Which lines in the records below mention the word "building"? Copy each one out.

-- Source material follows --

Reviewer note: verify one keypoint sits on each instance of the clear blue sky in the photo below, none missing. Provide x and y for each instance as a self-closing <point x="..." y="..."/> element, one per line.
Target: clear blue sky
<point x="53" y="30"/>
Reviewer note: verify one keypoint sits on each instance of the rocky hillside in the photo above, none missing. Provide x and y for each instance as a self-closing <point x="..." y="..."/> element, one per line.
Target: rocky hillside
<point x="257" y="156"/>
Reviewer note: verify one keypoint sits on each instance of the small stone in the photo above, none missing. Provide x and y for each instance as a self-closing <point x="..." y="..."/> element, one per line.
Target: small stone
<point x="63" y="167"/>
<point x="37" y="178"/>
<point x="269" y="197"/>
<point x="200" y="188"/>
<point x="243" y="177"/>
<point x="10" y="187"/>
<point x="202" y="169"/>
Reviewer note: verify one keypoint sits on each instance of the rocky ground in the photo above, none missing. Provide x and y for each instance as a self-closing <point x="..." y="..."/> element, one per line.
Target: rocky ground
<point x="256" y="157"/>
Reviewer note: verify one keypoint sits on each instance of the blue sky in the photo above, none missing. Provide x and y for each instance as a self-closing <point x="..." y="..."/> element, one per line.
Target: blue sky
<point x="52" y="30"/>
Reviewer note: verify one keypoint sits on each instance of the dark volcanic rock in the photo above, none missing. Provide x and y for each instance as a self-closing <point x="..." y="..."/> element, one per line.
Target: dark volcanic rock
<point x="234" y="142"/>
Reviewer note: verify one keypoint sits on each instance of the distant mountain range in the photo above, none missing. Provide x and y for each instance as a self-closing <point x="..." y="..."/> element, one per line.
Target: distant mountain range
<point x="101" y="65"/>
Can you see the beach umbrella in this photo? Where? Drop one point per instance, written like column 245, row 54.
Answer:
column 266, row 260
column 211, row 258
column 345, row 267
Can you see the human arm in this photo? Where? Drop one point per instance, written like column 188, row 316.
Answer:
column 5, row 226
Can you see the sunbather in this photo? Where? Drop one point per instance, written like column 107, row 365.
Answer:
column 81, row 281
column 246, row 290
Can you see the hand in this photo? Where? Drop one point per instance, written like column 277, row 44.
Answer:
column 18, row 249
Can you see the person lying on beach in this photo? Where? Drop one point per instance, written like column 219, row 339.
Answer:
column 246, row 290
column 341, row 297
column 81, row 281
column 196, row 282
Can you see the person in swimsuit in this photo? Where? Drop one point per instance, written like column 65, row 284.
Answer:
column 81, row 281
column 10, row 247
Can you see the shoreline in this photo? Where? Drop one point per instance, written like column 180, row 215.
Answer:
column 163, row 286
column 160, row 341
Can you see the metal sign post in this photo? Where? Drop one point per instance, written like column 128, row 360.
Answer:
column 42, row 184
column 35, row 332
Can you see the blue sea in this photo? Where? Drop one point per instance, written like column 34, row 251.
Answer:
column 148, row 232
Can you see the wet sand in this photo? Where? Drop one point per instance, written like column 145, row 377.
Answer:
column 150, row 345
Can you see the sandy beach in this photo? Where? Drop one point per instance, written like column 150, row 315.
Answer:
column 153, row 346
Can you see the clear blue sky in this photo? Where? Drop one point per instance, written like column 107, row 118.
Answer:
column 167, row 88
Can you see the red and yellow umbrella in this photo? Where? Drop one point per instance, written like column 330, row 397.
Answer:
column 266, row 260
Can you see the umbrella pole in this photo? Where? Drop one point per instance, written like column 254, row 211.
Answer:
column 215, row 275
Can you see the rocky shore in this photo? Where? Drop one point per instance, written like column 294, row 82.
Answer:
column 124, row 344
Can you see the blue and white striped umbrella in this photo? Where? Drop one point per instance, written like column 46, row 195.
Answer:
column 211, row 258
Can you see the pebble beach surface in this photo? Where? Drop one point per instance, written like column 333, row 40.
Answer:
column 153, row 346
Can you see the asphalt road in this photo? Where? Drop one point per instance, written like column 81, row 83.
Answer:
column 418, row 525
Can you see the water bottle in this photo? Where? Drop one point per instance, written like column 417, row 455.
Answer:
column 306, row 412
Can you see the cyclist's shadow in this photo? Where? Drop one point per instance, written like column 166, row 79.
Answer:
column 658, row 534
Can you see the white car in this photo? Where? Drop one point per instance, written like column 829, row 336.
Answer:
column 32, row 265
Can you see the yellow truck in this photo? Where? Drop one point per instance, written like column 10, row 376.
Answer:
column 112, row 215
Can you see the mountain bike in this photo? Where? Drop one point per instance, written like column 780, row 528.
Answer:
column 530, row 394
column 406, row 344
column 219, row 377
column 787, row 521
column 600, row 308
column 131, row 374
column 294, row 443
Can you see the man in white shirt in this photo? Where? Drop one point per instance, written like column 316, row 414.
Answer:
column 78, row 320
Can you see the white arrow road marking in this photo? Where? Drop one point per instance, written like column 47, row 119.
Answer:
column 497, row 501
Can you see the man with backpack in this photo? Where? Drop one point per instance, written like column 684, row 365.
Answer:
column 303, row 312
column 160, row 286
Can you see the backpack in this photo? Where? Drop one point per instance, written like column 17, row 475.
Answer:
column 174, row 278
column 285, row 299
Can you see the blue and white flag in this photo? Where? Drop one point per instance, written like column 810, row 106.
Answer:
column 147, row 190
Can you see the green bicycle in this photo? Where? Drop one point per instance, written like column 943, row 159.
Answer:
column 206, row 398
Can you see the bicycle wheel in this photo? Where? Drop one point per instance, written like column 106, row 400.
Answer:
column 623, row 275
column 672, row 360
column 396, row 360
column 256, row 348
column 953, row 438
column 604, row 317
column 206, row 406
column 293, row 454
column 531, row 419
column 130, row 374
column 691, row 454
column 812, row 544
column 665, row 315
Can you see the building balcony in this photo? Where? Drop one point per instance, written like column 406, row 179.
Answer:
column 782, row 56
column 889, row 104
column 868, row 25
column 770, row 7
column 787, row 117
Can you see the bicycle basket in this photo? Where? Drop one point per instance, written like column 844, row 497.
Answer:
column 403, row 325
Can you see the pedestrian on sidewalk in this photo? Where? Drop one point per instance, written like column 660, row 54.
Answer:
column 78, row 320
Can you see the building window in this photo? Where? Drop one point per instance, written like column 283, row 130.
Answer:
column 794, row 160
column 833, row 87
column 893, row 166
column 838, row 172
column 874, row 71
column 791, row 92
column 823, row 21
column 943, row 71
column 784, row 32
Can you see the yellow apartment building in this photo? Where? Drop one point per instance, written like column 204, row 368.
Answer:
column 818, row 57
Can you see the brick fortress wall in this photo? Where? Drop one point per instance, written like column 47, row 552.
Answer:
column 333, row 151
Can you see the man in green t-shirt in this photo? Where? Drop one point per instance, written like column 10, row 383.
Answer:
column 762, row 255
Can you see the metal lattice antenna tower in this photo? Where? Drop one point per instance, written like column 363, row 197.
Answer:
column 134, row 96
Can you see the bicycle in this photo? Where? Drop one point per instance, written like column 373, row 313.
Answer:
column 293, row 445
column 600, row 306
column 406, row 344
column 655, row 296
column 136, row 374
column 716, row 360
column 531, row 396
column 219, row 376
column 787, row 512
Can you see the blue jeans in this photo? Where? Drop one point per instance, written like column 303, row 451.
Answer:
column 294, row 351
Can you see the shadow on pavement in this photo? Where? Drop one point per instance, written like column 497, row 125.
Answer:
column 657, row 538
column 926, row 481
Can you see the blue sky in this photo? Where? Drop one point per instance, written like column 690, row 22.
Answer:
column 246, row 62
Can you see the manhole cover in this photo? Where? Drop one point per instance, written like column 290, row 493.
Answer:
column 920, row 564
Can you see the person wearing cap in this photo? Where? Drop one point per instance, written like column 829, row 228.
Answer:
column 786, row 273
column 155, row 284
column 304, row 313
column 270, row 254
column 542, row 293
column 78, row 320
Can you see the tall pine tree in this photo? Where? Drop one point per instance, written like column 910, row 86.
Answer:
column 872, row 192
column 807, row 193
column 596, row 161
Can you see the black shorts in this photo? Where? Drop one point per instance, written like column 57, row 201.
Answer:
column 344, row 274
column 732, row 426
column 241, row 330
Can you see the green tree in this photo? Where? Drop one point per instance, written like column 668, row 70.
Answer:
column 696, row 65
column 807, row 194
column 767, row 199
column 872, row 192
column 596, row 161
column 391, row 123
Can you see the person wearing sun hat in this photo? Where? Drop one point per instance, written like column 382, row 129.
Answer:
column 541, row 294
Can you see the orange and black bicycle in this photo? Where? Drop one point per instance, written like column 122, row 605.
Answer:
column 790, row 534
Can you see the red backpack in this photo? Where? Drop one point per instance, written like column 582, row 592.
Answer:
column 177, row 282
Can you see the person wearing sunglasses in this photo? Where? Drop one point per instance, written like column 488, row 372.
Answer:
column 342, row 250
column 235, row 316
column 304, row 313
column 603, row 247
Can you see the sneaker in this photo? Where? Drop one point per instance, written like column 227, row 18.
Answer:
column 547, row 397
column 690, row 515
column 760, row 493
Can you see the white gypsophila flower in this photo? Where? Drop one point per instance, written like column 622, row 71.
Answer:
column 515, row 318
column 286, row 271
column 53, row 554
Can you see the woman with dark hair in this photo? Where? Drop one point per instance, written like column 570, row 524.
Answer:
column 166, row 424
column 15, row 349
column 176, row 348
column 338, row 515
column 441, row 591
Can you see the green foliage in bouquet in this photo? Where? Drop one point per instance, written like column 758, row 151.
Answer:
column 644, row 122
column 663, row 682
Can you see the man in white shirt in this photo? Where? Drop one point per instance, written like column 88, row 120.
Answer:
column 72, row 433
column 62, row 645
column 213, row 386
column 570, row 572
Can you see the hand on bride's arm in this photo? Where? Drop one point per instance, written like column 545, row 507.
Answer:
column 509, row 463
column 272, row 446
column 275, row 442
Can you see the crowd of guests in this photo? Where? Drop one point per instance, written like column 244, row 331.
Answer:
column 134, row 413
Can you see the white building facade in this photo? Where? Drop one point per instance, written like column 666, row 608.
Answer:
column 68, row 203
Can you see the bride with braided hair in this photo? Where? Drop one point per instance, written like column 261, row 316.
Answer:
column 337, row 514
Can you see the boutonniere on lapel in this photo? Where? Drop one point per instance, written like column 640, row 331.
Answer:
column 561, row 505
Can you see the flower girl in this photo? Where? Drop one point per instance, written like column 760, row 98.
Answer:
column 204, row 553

-- Source material concluded --

• _Solution for this exercise_:
Can you see the building balcony in this photo? Where? Drop one point per instance, written like column 406, row 179.
Can you see the building window in this photo? Where? Drop one point per instance, written like column 283, row 130.
Can you see the yellow apartment building in this photo? Where? Drop one point per instance, written like column 204, row 368.
Can you see the white building facade in this photo? Where? Drop one point per instance, written like column 666, row 608.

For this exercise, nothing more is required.